* What the exercise asks *
In the records below, find the line with "Target: forested hillside" and the line with "Target: tented camp lodge"; return exactly those lines and every line between them.

◆ ◆ ◆ ◆

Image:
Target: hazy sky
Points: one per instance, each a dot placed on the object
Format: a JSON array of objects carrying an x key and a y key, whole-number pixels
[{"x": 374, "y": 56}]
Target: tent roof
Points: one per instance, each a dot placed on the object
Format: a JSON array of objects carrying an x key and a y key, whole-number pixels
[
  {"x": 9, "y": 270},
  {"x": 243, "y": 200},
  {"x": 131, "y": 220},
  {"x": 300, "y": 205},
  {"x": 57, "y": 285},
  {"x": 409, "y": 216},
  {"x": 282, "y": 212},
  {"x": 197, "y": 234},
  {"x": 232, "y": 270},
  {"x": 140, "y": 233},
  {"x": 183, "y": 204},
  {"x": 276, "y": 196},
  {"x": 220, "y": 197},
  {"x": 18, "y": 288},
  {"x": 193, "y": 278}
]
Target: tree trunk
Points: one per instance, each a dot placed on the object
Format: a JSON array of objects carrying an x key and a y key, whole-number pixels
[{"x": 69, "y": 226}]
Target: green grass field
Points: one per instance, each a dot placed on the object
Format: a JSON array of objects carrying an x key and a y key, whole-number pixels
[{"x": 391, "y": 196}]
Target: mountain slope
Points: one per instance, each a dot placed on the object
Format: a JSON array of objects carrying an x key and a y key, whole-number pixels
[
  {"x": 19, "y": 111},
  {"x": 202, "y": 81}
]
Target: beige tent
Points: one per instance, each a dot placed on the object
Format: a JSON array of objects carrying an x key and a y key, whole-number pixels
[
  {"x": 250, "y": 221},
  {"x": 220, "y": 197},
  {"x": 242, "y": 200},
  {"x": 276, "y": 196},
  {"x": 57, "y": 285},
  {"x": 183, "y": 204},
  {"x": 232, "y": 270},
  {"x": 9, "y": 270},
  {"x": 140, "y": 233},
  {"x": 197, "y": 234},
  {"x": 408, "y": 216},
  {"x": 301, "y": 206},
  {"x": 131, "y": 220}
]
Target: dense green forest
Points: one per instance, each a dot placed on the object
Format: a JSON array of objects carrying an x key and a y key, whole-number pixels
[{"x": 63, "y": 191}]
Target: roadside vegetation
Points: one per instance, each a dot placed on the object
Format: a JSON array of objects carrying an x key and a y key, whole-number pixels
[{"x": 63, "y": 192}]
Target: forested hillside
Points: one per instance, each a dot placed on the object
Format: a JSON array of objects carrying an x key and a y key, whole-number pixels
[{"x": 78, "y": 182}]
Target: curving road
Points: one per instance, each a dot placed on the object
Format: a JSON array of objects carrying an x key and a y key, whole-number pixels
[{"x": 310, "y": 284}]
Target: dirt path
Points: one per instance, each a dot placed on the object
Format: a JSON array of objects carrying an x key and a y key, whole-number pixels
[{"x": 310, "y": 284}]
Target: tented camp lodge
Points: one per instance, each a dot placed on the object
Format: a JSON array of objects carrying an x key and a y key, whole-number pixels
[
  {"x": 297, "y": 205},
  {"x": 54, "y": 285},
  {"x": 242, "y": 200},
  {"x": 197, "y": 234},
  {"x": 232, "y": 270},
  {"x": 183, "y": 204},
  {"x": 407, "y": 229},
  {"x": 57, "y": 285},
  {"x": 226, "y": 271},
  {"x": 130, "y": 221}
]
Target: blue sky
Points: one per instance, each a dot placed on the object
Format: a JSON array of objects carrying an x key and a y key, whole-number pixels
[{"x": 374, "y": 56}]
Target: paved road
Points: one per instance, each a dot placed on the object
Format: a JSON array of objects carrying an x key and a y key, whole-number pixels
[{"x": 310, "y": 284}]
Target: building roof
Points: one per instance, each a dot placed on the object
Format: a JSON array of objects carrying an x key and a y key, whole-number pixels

◆ ◆ ◆ ◆

* Response area *
Target: forested hillside
Points: one per instance, each a dot placed on the object
Format: a JSON array of objects carrying an x key and a y key, whole-number pixels
[{"x": 78, "y": 182}]
Target: curving road
Points: one per instance, each a dot placed on the object
Format: a JSON array of objects carrying an x key and a y key, whole-number pixels
[{"x": 310, "y": 284}]
Target: dirt path
Points: one per instance, each a dot placed on the object
Format: a JSON array of objects carrying an x key and a y key, whole-number pixels
[{"x": 310, "y": 284}]
Target: tented camp lodge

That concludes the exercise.